* ASSIGNMENT:
Your answer needs to include each line of the records in which the string "high" can be found.

* EXCERPTED DATA:
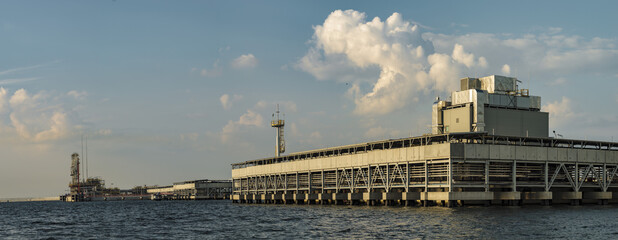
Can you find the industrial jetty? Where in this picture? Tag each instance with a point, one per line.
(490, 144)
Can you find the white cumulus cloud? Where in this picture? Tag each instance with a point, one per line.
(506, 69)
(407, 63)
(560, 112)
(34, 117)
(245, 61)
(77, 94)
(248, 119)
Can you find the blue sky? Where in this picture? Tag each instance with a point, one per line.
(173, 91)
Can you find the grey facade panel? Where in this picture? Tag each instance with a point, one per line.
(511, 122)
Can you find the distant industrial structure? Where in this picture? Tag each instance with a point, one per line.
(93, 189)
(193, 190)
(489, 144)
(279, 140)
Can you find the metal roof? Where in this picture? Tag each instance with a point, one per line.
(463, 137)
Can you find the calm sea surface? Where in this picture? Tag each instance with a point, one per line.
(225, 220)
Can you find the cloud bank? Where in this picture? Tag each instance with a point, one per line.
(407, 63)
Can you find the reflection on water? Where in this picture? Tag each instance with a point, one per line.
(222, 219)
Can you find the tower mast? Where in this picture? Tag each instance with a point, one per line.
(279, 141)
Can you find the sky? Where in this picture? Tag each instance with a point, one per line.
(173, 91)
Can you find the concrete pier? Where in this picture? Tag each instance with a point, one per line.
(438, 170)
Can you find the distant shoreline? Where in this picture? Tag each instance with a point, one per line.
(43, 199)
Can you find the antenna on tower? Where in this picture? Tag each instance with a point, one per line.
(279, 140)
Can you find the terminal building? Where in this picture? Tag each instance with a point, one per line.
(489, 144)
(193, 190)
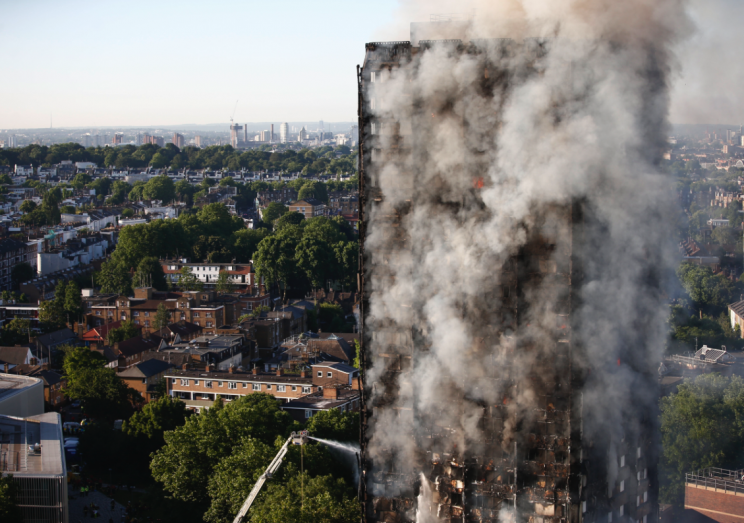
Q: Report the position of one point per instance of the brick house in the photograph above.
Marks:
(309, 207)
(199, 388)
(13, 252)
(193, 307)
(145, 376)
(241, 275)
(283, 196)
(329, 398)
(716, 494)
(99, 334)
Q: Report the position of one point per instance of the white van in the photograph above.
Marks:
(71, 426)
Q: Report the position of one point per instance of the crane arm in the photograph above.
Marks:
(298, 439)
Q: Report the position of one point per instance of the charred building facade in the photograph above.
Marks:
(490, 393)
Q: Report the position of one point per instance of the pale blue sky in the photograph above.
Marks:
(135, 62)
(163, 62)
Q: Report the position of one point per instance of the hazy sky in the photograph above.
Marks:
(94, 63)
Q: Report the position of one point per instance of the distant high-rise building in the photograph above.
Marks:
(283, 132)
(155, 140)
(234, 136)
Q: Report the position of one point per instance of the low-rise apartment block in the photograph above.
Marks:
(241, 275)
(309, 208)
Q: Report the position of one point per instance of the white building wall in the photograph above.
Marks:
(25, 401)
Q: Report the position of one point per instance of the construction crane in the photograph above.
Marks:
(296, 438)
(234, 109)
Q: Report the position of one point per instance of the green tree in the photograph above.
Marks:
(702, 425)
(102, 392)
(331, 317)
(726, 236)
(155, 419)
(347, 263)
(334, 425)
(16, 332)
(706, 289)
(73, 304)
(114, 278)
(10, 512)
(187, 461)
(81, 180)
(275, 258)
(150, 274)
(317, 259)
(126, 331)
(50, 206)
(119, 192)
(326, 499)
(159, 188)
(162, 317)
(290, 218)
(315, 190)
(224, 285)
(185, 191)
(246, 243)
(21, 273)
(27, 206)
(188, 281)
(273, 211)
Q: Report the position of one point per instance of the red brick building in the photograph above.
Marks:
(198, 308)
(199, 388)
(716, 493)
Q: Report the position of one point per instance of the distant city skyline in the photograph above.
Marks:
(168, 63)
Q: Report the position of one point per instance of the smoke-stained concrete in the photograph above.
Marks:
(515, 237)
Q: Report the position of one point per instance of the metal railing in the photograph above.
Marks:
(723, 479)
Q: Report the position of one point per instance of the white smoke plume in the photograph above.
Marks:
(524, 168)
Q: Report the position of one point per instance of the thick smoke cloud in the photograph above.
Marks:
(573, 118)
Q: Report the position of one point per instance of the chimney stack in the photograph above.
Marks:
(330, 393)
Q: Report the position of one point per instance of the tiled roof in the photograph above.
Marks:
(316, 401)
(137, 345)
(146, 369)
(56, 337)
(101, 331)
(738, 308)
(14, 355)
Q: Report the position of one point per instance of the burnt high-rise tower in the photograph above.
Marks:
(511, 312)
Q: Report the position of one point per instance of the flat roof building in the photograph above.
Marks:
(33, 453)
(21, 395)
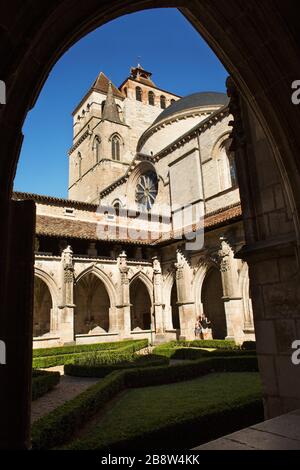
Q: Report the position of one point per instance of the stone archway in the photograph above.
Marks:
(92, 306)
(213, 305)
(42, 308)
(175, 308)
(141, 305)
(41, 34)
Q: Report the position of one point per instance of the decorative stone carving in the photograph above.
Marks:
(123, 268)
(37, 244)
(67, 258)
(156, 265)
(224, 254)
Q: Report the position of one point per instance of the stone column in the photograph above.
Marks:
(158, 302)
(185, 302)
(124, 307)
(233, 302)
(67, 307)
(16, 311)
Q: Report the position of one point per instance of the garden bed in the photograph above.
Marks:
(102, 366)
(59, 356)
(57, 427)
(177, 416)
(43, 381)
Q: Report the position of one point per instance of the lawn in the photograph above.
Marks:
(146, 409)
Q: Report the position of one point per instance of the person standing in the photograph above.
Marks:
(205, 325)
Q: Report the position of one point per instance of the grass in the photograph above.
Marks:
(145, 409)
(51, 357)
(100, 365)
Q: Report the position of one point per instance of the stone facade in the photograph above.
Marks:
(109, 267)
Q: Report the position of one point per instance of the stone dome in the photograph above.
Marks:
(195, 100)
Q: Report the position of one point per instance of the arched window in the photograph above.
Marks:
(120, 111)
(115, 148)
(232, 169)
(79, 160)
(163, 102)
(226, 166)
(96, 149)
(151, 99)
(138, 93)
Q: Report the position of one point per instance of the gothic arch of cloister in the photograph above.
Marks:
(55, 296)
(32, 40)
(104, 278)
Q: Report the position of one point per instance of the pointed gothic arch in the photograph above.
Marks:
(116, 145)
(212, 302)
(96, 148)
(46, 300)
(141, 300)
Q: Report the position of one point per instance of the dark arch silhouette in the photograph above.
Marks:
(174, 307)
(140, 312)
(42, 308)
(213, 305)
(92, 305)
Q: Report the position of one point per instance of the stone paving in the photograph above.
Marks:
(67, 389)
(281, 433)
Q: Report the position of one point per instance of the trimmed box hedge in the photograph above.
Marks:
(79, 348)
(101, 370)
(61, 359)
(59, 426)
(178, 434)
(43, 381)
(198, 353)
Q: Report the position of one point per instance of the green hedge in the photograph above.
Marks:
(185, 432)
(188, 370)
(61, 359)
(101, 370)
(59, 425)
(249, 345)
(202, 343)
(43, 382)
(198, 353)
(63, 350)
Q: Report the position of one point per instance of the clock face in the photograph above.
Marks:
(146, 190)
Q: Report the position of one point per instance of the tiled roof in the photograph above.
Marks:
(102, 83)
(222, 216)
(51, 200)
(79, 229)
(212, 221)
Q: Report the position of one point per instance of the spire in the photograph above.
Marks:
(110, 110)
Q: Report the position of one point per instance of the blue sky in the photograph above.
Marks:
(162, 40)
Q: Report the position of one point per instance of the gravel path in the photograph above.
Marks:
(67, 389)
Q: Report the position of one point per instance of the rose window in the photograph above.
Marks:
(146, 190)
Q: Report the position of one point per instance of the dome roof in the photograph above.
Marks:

* THE ANSWER:
Q: Report the position of one point per instance of the distant high-rise building in the photograph above.
Q: Report the position of one point per instance of the burnt high-rise tower in the photograph above.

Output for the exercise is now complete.